### Текст упражнения

= = = =

Дослушать Bratsсh до самого конца не удалось - нужно было успеть на концерт квинтета Жюльена Луро.

Героем этого выступления - и это отметили критики - стоило бы назвать не только самого Жюльена Луро, саксофониста, наследника лучших джаз-роковых традиций, но и пианиста Бояна Зульфикарпашича. Этого уроженца Белграда, еще в 1989 году признали лучшим джазменом Югославии, да и вообще его хочется назвать кавалером многих орденов (орден на самом деле один - Искусств и Литературы Французской Республики; остальное - премии и общее признание критиков). На фестивале была отыграна б ольшая часть программы Fire & Forget (армейская идиома для обозначения боеприпаса - с кошмарным буквальным значением). Боян Зе и Жюльен Луро при мощнейшем техническом оснащении исполняют музыку, способную озадачить любителя определений. Это все что угодно, от хард-рока до техно, но на железном несгибаемом джазовом стержне-ритме. Многие музыканты стремятся к смешению жанров, мало у кого получается такая жесткая структура. Это неистовство современного мира в самых безжалостных его проявлениях - войны, армии, - сдерживаемое рамками ритма, вневременного, антисоциального, антисовременного. Джазового или блюзового, как в последней композиции, исполненной на бис.

= = = =

### Извлеченные данные
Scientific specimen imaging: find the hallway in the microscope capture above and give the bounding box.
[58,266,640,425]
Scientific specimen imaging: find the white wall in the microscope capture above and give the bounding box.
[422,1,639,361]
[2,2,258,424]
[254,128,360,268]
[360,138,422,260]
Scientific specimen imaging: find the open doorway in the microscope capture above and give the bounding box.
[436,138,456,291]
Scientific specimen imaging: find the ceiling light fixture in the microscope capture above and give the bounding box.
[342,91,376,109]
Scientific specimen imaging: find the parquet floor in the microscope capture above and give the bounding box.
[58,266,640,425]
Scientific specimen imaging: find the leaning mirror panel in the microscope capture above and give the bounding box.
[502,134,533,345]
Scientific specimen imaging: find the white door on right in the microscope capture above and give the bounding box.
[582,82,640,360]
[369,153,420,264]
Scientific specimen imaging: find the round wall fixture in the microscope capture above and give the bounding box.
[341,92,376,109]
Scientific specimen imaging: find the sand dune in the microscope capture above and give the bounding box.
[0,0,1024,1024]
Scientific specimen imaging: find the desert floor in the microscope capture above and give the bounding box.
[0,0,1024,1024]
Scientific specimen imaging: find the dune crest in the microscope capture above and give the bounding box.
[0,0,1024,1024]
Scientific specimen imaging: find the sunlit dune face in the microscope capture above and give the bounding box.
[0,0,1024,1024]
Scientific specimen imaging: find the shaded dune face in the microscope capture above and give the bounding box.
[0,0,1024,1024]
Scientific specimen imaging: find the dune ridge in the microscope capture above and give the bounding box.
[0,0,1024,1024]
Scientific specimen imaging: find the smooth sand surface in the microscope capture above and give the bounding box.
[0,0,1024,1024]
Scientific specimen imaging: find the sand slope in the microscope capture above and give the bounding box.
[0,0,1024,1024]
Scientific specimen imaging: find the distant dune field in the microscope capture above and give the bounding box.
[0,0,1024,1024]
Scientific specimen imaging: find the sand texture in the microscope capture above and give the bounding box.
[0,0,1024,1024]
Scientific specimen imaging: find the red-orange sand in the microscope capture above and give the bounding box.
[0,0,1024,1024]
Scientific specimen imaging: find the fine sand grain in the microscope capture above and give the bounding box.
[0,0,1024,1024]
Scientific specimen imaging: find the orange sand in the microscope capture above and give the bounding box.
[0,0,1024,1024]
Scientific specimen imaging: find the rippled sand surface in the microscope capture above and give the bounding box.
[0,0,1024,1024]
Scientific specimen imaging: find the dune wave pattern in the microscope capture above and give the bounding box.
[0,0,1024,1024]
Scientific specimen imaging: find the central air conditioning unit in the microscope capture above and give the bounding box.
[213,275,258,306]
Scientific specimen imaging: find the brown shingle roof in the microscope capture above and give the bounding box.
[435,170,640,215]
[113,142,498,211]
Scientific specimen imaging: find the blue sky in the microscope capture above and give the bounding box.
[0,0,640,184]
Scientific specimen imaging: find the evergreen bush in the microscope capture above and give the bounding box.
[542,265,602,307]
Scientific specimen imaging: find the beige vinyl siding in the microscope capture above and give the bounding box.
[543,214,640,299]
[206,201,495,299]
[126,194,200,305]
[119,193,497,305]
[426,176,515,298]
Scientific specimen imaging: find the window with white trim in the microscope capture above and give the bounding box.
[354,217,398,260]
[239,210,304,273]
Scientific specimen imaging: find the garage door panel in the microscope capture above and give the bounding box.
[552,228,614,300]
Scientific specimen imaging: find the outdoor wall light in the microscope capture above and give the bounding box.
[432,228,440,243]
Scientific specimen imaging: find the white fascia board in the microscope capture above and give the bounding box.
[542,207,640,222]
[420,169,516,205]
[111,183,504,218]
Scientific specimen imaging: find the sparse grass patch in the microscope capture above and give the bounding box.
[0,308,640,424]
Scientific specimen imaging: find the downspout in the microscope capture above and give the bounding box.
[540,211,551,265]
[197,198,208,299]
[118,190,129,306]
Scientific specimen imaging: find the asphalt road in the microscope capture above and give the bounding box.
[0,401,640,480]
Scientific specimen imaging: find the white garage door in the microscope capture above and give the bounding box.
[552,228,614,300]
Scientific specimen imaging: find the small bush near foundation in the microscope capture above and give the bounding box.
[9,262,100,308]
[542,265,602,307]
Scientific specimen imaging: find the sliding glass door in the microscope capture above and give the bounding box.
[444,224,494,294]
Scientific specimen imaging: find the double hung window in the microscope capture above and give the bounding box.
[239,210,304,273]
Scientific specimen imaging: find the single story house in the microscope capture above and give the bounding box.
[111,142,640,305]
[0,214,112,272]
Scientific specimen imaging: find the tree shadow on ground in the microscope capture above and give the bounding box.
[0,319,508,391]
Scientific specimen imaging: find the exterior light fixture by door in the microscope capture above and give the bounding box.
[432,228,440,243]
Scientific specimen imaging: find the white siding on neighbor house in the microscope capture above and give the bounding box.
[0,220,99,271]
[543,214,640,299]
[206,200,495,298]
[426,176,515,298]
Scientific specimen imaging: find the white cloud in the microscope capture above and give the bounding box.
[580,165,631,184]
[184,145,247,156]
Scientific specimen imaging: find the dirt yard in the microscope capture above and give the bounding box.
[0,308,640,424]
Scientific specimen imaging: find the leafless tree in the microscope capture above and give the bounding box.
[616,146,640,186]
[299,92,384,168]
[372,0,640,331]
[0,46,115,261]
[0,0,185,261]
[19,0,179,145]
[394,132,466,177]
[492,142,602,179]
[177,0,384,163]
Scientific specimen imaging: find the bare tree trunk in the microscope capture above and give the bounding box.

= = = =

### Задача
Извлеките весь текст о концерте квинтета Жюльена Луро и воспроизведите его дословно, без единого изменения.

### Ответ
Дослушать Bratsсh до самого конца не удалось - нужно было успеть на концерт квинтета Жюльена Луро.

Героем этого выступления - и это отметили критики - стоило бы назвать не только самого Жюльена Луро, саксофониста, наследника лучших джаз-роковых традиций, но и пианиста Бояна Зульфикарпашича. Этого уроженца Белграда, еще в 1989 году признали лучшим джазменом Югославии, да и вообще его хочется назвать кавалером многих орденов (орден на самом деле один - Искусств и Литературы Французской Республики; остальное - премии и общее признание критиков). На фестивале была отыграна б ольшая часть программы Fire & Forget (армейская идиома для обозначения боеприпаса - с кошмарным буквальным значением). Боян Зе и Жюльен Луро при мощнейшем техническом оснащении исполняют музыку, способную озадачить любителя определений. Это все что угодно, от хард-рока до техно, но на железном несгибаемом джазовом стержне-ритме. Многие музыканты стремятся к смешению жанров, мало у кого получается такая жесткая структура. Это неистовство современного мира в самых безжалостных его проявлениях - войны, армии, - сдерживаемое рамками ритма, вневременного, антисоциального, антисовременного. Джазового или блюзового, как в последней композиции, исполненной на бис.